-- Extract provided start --

Friday, January 28, 2011

Daydream your way around the room

Any album that sounds the way its cover looks is bound to get a thumbs-up around here. And I hope you will find today's selection as dorko charming/looks ridiculous with snorkel gear/but in a funkyish way as I do. Arto Lindsay's career has effectively straddled the noisy/smooth divide, and his samba-with-a-twist records are easy pleasers. Let this tune take your mind off the prospect of slushy foot journeys and further sidewalk shoveling this weekend.

(FYI, I'll be cooling out for a bit. Back Wednesday.)

Arto Lindsay - Simply Are

Thursday, January 27, 2011

Junior boys

I admit I didn't really care too much when Dinosaur Jr reunited a few years back. Still don't. Liked 'em, but never loved 'em. Which I realize diminishes my indie rock bona fides in the eyes of some. That's OK. Mostly, I just want J Mascis to take some Dimetapp already and get rid of that nasal congestion he's had for 30 years. Anyway, here's a rocker that just rocks rockingly all the way from where you been to wherever you're going.

Dinosaur Jr - On The Way

Wednesday, January 26, 2011

More songs about buildings and snow

Yesterday, I found myself looking out my 9th floor work window, completely lost in the patterns of falling snow against the suddenly beautiful Lego-like building across the street. My mind discreetly checked into a room soundtracked by today's song, which belongs in the "sorta-but-not-quite-classical/swear-you-heard-it-in-a-film" files. Or in a planetarium. Or in a celestial waiting room.

Max Richter - Iconography

Tuesday, January 25, 2011

Smile with such good grace

I suppose this one would've made a better segue from Friday's track, but it's a pretty one on any day. It takes me back to those years in the '00s where doing a half decent Morrissey impression was enough to get you a gig at a respectable venue and maybe even a little East Coast tour. But these guys are better than that, even on this number that seems to wistfully recall Belle & Sebastian's now-classic chamber pop records. I'm inclined to nod approvingly at the whole arrangement, but I find myself oddly focused on the bass, which motors along dashingly without ever preening too much for your ears.

Butcher Boy - Keep Your Powder Dry

Monday, January 24, 2011

Watching the snow fall

These last few weeks, the snow has become such a natural part of the city landscape that I'm hardly noticing it anymore. Which may be why I've been living inside this excellent mix the last few days. It contains this semi-classic track, which I'm just now re-appreciating. Partly because of that charmingly dated synth percussion, and also because it manages to be icily funky without sounding being all post-punk ominous. Maybe also something to do with those flocks of birds falling from the sky of late. And the presence Peter Gabriel in guest star mode makes me smile.

-- Extract provided end --
-- Data section start --

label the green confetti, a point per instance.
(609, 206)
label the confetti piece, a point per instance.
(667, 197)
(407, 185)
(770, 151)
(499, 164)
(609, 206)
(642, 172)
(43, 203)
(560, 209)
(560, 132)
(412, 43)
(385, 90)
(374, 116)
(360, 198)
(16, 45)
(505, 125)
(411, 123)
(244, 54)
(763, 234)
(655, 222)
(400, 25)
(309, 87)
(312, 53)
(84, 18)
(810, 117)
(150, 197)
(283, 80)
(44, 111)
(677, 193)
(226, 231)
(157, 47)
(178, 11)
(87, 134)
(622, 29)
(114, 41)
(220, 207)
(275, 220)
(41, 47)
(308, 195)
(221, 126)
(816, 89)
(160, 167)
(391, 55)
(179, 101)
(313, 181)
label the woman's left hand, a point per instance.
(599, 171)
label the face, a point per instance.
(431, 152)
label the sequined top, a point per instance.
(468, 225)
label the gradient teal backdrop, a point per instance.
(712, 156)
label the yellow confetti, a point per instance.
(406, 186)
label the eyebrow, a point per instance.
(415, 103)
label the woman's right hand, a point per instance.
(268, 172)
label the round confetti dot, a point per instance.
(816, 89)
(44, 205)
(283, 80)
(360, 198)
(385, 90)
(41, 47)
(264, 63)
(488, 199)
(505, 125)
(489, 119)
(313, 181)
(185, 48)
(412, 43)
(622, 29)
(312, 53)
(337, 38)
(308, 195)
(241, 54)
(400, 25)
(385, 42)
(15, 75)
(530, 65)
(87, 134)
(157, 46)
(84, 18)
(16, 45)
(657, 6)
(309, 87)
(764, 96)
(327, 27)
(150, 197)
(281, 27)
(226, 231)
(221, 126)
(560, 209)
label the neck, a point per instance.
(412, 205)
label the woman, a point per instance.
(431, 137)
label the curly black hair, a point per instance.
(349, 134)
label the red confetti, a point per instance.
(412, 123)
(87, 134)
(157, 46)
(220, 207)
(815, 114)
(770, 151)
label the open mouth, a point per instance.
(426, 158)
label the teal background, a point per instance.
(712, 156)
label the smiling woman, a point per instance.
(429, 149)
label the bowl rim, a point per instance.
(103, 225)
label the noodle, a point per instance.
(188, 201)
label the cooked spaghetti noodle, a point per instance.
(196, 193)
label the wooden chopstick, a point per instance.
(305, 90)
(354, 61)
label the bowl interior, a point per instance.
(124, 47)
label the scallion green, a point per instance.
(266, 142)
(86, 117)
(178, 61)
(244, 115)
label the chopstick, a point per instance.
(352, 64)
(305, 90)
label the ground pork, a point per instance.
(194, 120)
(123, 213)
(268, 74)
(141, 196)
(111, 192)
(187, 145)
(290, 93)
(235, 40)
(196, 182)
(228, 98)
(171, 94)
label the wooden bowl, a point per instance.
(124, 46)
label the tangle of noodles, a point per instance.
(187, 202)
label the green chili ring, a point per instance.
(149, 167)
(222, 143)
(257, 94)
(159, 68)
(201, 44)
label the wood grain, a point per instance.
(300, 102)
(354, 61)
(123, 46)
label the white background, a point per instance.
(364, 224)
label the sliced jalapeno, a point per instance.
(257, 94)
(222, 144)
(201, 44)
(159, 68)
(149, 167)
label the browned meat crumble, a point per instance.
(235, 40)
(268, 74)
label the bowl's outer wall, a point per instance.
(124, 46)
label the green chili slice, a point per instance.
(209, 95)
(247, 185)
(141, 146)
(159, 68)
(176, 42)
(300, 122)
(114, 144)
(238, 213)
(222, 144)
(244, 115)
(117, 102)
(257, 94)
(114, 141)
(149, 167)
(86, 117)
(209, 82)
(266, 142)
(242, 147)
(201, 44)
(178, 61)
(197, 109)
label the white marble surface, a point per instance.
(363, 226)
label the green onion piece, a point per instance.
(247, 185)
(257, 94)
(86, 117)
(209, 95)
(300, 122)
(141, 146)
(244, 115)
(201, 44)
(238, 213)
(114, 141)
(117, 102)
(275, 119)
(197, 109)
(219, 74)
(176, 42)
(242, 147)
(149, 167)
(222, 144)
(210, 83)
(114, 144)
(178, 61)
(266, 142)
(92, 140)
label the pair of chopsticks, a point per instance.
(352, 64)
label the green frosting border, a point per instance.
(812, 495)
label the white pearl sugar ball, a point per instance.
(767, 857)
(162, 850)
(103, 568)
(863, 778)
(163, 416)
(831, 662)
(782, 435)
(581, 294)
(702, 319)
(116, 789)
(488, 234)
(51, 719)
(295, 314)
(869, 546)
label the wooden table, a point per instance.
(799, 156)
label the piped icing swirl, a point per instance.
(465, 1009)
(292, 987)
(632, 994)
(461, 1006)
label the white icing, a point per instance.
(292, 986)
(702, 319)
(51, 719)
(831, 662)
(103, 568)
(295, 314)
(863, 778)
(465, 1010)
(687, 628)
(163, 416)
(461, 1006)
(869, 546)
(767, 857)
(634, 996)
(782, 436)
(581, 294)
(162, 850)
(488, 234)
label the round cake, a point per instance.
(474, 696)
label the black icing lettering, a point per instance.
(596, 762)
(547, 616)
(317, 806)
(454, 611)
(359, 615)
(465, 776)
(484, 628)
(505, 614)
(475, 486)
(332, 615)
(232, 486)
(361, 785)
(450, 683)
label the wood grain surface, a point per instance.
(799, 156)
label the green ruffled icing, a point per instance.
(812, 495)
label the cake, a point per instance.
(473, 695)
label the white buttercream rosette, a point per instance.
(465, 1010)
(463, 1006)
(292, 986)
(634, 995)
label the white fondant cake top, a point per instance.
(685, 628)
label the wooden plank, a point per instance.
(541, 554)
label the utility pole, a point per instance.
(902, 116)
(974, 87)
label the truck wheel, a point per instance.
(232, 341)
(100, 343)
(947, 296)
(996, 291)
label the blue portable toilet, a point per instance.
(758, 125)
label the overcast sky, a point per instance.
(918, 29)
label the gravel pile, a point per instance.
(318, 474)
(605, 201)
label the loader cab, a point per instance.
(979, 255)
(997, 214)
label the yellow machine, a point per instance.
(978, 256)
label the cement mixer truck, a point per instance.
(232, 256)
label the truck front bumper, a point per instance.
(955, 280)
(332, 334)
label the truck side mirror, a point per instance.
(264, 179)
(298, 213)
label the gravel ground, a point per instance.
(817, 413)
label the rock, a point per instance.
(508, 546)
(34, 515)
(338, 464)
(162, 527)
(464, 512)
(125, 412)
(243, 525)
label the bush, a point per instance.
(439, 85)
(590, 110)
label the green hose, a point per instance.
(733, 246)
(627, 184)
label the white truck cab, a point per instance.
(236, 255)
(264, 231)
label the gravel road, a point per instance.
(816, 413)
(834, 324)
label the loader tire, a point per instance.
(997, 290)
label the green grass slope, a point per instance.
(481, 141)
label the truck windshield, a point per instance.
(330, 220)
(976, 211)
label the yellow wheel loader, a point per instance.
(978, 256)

-- Data section end --

Please answer these questions about the blog posts:
(a) On what floor is the writer's work window?
(b) For how many years has J Mascis had nasal congestion, according to the writer?
(c) On what day does the writer say they will be back after "cooling out for a bit"?
Answer from the blog posts alone.

**Full response:**
(a) The 9th floor
(b) 30 years
(c) Wednesday